> [Given task A]: Which conference did the paper on metastable failures in the page text appear in?

> [Page text]:
Metastable failures in the wild

This paper appeared in OSDI'22. There is a great summary of the paper by Aleksey (one of the authors and my former PhD student, go Aleksey!). There is also a great conference presentation video from Lexiang.


Below I will provide a brief overview of the paper followed by my discussion points. This topic is very interesting and important, so I hope you have fun learning about this.


Metastability concept and categories

Metastable failure is defined as permanent overload with low throughput even after the fault-trigger is removed. It is an emergent behavior of a system, and it naturally arises from the optimizations for the common case that lead to sustained work amplification.


In this paper, the authors are able to capture/abstract the system behavior of interest in terms of two parameters, the load and capacity. If the load is above capacity, you have work piling up, right? Or if the capacity drops under the sustained load level, the same effect, right? Both of these create  a temporary pile up, and grows the queues. Hopefully this queue is going to decrease as the system catches up and you'll be good. But metastable failure is when this temporary pile up becomes permanent, and you don't get back to the stable state even after the original triggering event is removed. In other words, you get stuck in a metastable state/attractor and you are not able to get back to your big attractor, your stable/homeostasis state. (The term metastability comes from physics.) This leads to bad performance and unavailability because your system is grinding but not doing useful work. It is doing busy-work without sufficient goodput.


Figure 1 explores possible metastability categories, capturing them in four quadrants. Again, this is all about load and capacity. And we have two axes: x-axis is the triggering factor (either load increase or capacity decrease), and the y-axis is the sustaining factor (either load increase or capacity decrease). The combination results in the four quadrants.

The top-left quadrant is when a load-spike triggered the event, and created the temporary overload, and then timeout requests did retries and sustained the effect through load amplification again.

The top-right category is where the trigger is a capacity drop, and sustaining effect is workload increase. An example could be from a replicated state machine with Raft. Initially, the primary has a lapse/glitch and gets behind in processing requests. Then the followers keep retrying the pull, and this increases the load and sustains the metastable state of reduced goodput.

The bottom-left category is where the trigger comes from load-increase and sustaining effect comes from capacity decrease. They show/replicate this via an actual subsystem in Twitter, where the garbage collection kicks in due to quickly increased queue lengths, and degrades the performance of the system, and the system is stuck in the metastability rut without ever getting back to the normal stability state.

Finally, the bottom-right category is where the trigger comes from a capacity drop (say your cache is wiped out, and your serving capacity decreased) and the sustaining effect also comes from capacity drop (your database is overwhelmed by the sudden herd effect due to cache misses, and times out serving requests, and is not able to repopulate the cache). Marc Brooker had a great post about this in 2021.


The paper has a very nice evaluation section, where they replicate each of these categories by controlling the trigger duration/size and show the sustaining effect kicking in and keeping the system in metastable state until manual intervention happens. They are able to identify a stable region, vulnerable region, and thee metastable region, and often with a thin um margin, as shown in Figure 5. Also checkout 4.c and 6.c. These are impressive to witness! (The code is available at https://github.com/lexiangh/Metastability)

(Stored data entries)
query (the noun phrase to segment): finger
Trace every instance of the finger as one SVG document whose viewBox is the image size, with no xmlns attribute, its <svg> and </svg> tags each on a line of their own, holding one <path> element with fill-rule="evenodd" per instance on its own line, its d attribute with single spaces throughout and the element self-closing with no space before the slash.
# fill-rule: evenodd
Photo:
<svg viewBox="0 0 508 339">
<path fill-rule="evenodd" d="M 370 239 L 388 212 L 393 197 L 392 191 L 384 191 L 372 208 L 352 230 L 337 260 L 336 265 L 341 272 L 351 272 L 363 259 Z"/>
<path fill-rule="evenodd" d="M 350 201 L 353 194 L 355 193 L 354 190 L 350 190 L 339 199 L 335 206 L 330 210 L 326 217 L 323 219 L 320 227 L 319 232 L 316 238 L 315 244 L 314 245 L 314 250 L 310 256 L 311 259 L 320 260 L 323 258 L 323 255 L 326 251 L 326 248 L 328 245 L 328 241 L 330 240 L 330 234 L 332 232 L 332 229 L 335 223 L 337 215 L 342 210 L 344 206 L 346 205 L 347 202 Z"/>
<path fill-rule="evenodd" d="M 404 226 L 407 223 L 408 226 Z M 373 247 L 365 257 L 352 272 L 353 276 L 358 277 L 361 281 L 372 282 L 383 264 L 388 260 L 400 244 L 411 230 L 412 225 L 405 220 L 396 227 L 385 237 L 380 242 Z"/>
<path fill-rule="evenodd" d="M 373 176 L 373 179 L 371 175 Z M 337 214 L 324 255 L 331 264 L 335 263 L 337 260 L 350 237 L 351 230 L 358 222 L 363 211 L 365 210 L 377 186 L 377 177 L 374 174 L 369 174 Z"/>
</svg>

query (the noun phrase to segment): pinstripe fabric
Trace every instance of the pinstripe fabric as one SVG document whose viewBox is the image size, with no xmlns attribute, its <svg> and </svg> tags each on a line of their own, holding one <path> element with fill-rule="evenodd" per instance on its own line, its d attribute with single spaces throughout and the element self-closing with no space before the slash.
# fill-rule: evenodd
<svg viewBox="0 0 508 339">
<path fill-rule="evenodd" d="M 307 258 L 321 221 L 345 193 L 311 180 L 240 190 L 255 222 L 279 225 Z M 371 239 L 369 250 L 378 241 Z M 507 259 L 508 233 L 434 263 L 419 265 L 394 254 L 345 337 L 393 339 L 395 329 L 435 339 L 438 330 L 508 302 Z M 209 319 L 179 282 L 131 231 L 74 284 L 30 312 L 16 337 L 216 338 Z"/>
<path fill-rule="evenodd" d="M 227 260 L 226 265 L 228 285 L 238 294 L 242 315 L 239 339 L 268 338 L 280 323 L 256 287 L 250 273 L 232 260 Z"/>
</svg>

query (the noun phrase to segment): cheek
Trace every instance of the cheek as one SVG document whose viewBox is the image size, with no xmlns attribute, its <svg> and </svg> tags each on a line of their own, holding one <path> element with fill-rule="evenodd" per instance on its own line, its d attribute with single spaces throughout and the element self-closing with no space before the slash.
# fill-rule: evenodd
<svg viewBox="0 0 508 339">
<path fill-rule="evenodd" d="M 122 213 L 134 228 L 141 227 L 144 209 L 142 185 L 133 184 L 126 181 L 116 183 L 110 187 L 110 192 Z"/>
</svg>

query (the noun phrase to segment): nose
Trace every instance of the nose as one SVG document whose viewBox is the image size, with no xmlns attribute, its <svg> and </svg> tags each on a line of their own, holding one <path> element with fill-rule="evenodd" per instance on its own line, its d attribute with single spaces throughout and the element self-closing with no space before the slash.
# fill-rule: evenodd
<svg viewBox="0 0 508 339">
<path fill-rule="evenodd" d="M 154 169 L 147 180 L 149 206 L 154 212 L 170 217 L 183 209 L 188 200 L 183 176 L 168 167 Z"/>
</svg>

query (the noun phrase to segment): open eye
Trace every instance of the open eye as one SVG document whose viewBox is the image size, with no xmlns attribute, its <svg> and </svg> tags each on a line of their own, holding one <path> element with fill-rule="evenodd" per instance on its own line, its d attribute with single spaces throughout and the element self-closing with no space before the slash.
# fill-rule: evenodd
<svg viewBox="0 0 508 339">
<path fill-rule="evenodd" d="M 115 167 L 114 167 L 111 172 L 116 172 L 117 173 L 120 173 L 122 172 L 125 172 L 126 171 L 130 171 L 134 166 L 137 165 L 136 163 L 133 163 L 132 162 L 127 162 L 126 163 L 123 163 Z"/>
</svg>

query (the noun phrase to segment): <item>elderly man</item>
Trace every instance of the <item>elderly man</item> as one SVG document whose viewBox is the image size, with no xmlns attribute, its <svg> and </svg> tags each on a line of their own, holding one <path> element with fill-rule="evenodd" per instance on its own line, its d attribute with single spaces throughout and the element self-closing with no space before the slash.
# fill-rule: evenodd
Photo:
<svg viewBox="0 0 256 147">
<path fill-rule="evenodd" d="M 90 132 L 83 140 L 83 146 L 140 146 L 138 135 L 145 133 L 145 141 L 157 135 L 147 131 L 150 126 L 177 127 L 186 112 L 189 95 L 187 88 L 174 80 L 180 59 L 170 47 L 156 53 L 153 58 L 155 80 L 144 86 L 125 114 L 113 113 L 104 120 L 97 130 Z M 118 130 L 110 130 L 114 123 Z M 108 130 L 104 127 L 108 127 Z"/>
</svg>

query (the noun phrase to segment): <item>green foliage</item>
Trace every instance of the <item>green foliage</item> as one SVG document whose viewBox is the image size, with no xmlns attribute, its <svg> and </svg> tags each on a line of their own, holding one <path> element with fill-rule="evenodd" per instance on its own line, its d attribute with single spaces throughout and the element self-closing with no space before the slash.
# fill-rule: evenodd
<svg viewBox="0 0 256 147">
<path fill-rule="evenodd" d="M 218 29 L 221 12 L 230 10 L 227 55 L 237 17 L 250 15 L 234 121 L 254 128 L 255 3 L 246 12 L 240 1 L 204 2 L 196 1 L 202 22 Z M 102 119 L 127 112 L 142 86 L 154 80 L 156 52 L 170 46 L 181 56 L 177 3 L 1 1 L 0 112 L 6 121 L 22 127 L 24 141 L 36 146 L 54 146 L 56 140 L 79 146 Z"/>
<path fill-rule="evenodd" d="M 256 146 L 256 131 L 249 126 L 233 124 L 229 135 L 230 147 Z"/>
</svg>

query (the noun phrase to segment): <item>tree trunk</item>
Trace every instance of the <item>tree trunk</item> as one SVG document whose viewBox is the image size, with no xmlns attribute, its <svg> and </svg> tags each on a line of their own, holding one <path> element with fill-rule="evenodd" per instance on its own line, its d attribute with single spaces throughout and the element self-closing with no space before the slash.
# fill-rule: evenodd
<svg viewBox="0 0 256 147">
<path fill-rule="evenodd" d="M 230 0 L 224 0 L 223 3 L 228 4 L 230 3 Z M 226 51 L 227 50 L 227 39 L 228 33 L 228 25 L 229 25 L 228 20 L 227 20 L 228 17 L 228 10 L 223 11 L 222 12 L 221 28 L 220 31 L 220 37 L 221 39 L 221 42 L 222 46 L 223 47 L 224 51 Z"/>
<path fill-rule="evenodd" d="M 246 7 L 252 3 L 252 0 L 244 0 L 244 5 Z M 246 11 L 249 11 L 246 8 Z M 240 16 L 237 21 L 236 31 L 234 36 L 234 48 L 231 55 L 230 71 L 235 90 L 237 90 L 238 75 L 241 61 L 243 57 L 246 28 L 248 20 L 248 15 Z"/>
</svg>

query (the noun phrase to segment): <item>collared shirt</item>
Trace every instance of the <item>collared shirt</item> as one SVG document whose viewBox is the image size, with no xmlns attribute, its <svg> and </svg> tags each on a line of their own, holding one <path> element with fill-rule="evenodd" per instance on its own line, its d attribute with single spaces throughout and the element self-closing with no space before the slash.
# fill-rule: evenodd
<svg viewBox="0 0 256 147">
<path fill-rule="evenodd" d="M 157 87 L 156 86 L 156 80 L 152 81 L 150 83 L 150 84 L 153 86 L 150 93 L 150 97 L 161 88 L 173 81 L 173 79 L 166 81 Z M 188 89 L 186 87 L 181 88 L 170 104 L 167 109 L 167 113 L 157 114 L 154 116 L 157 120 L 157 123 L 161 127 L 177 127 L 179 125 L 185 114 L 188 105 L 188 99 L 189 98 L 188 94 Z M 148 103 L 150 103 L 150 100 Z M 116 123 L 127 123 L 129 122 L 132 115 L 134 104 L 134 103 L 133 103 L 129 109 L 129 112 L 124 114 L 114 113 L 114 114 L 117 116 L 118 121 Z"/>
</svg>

> [Given task B]: Rewrite the part of the stored data entries that runs from their start through the line containing "370 239 L 388", replacing "finger" with "thumb" and leaving everything else unchanged.

> [Right answer A]: OSDI'22

> [Right answer B]:
query (the noun phrase to segment): thumb
Trace every instance of the thumb as one SVG document whose viewBox is the image size, with no xmlns attribute, its <svg> and </svg> tags each on a line of their own, holding one <path> element with fill-rule="evenodd" per instance on its own line, its d attribute with single spaces throughout and the element self-closing with no space before the slash.
# fill-rule: evenodd
Photo:
<svg viewBox="0 0 508 339">
<path fill-rule="evenodd" d="M 370 239 L 388 212 L 393 197 L 392 191 L 384 191 L 372 208 L 352 230 L 337 260 L 336 265 L 341 272 L 351 272 L 363 259 Z"/>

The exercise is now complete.